Stated goal:
Reproduce exactly the lines from the one containing "of light using the picture above." through the last line of the data, both ends included.

Material for the task:
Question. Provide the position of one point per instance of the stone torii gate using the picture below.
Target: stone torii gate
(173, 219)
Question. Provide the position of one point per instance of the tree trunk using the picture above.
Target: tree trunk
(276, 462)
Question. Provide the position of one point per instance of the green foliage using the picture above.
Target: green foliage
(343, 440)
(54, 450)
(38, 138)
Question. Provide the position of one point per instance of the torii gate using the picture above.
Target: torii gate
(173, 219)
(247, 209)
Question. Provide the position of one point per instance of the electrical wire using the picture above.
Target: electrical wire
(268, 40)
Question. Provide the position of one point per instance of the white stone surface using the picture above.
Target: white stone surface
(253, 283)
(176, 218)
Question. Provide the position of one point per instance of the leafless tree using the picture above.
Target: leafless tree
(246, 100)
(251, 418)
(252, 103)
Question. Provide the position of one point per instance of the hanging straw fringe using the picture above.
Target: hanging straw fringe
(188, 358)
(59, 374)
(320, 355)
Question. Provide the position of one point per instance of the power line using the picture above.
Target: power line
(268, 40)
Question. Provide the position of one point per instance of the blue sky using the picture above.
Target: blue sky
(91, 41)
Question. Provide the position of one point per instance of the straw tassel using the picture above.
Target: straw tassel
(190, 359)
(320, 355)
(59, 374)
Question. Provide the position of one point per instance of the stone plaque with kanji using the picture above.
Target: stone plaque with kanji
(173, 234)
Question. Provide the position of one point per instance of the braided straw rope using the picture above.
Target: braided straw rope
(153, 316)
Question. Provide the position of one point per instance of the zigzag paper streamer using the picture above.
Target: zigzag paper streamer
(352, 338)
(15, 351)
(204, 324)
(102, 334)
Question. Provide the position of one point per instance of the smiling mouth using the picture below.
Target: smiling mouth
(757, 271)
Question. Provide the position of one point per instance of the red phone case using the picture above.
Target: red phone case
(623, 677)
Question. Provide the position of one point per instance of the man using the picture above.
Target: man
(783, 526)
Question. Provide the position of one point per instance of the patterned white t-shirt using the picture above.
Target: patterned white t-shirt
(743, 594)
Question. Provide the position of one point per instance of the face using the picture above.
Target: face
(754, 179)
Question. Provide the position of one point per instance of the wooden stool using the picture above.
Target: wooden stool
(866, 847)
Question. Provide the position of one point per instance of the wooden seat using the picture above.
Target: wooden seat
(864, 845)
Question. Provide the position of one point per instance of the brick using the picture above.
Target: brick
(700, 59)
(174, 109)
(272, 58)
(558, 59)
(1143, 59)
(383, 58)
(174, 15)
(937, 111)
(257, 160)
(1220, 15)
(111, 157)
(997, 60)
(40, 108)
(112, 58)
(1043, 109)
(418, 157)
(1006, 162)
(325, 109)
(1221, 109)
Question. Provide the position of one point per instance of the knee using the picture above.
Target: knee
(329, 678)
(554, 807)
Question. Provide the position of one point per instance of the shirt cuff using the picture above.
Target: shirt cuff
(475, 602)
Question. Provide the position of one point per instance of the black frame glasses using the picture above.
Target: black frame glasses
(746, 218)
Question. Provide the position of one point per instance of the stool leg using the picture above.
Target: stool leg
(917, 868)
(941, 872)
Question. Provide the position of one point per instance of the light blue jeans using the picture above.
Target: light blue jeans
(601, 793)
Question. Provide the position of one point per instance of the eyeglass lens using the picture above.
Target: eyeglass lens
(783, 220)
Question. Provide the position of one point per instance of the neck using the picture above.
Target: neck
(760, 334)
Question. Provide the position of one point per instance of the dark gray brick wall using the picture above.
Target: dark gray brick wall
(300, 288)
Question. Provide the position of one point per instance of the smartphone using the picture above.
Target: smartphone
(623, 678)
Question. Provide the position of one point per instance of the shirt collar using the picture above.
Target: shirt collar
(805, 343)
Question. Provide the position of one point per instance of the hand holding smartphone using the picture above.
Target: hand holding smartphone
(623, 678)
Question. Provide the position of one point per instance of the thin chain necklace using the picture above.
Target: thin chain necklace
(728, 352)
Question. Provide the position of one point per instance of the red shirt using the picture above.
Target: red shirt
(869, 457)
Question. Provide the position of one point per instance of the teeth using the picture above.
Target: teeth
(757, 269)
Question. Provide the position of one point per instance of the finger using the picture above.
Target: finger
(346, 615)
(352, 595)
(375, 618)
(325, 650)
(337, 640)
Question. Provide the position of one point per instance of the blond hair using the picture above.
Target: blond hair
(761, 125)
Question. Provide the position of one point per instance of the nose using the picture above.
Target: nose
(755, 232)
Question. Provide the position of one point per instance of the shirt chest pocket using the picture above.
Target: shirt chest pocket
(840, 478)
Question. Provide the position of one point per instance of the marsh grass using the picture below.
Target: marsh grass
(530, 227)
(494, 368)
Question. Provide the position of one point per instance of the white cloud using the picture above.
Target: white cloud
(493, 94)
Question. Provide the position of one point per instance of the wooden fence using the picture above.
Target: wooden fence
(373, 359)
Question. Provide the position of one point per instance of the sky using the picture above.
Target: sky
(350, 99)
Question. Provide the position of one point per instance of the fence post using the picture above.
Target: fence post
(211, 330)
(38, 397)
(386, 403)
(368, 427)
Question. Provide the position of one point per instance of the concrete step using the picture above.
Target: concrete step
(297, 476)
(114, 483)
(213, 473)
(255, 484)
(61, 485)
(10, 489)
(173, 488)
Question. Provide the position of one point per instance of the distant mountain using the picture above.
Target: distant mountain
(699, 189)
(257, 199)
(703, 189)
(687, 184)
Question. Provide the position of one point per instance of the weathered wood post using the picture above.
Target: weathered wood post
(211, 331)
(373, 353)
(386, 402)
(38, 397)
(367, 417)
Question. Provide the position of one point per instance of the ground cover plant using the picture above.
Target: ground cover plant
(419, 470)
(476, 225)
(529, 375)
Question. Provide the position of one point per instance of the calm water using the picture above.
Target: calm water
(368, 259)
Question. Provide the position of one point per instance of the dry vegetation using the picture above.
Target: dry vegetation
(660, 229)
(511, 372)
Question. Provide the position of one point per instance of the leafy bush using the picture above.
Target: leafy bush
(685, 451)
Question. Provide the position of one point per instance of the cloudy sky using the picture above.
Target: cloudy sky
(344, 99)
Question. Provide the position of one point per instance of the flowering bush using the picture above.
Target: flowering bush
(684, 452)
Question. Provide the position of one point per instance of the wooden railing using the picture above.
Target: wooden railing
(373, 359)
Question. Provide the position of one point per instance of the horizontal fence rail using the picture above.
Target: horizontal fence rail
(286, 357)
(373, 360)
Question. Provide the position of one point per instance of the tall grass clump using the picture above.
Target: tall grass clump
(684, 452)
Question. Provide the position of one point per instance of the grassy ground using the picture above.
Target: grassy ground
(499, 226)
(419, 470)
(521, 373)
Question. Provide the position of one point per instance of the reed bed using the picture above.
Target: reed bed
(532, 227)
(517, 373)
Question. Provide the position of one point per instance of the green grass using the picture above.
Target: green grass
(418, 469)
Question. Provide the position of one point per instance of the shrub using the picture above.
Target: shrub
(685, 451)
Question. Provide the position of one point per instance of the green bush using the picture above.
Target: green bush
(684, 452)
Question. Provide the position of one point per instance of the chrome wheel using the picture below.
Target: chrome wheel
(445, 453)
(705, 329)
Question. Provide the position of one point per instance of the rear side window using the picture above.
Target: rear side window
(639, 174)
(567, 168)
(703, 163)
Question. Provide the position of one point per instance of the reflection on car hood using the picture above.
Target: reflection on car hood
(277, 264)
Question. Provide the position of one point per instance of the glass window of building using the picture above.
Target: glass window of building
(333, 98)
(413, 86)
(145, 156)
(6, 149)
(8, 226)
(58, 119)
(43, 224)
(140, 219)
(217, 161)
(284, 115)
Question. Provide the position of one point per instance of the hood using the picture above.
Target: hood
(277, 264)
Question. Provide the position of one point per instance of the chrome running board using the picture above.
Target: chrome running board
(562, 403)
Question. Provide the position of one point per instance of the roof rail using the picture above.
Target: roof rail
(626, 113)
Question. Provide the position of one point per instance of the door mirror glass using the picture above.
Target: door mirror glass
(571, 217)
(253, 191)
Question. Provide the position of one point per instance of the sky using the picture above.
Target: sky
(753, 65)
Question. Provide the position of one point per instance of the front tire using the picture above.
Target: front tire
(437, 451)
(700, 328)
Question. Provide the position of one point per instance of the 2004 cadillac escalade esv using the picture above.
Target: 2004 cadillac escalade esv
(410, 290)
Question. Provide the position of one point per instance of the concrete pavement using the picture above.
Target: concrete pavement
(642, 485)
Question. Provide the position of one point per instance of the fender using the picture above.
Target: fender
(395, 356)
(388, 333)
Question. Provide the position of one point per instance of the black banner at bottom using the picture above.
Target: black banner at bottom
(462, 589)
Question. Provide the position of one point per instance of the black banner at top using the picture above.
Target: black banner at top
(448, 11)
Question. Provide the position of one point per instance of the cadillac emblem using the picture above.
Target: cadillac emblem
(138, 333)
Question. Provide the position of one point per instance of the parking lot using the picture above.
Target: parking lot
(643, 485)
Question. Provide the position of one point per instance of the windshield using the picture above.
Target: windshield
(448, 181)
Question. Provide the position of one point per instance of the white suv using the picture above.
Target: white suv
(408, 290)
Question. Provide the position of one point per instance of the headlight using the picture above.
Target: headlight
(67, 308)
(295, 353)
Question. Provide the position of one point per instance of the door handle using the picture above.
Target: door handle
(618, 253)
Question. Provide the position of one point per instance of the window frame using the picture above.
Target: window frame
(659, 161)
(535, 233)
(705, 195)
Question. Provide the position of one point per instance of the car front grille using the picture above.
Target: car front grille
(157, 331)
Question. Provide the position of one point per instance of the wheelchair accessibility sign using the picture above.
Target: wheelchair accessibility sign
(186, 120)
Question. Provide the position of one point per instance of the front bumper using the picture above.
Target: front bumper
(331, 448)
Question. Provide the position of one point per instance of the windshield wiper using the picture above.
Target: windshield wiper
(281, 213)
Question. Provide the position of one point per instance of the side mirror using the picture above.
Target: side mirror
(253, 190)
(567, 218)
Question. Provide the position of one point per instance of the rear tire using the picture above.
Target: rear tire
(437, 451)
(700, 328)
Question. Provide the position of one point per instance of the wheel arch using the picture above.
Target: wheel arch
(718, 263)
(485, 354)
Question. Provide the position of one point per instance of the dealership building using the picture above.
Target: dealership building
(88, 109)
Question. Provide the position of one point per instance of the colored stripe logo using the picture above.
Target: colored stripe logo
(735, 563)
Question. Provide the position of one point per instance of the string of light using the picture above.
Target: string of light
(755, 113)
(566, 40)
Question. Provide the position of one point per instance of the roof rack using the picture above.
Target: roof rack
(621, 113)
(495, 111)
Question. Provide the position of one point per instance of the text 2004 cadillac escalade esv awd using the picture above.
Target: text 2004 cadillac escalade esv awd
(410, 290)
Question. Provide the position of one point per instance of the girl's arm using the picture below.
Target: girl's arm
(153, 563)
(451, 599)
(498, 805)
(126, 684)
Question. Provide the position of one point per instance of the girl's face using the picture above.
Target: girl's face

Written reply:
Question. Provide the position of one point per instance of the string of light using the picture above.
Target: string of light
(755, 113)
(566, 40)
Question. Provide the position of one point per instance of the roof rack using the picture above.
Target: roof rack
(621, 113)
(495, 111)
Question. Provide the position of one point per instance of the text 2004 cadillac escalade esv awd using the picture above.
Target: text 2004 cadillac escalade esv awd
(410, 290)
Question. Provide the position of one point per instance of the girl's arm using the picture below.
Target: girl's arm
(153, 563)
(451, 599)
(498, 805)
(126, 684)
Question. Provide the position of one point per instance of the girl's face using the picture above.
Target: girl's face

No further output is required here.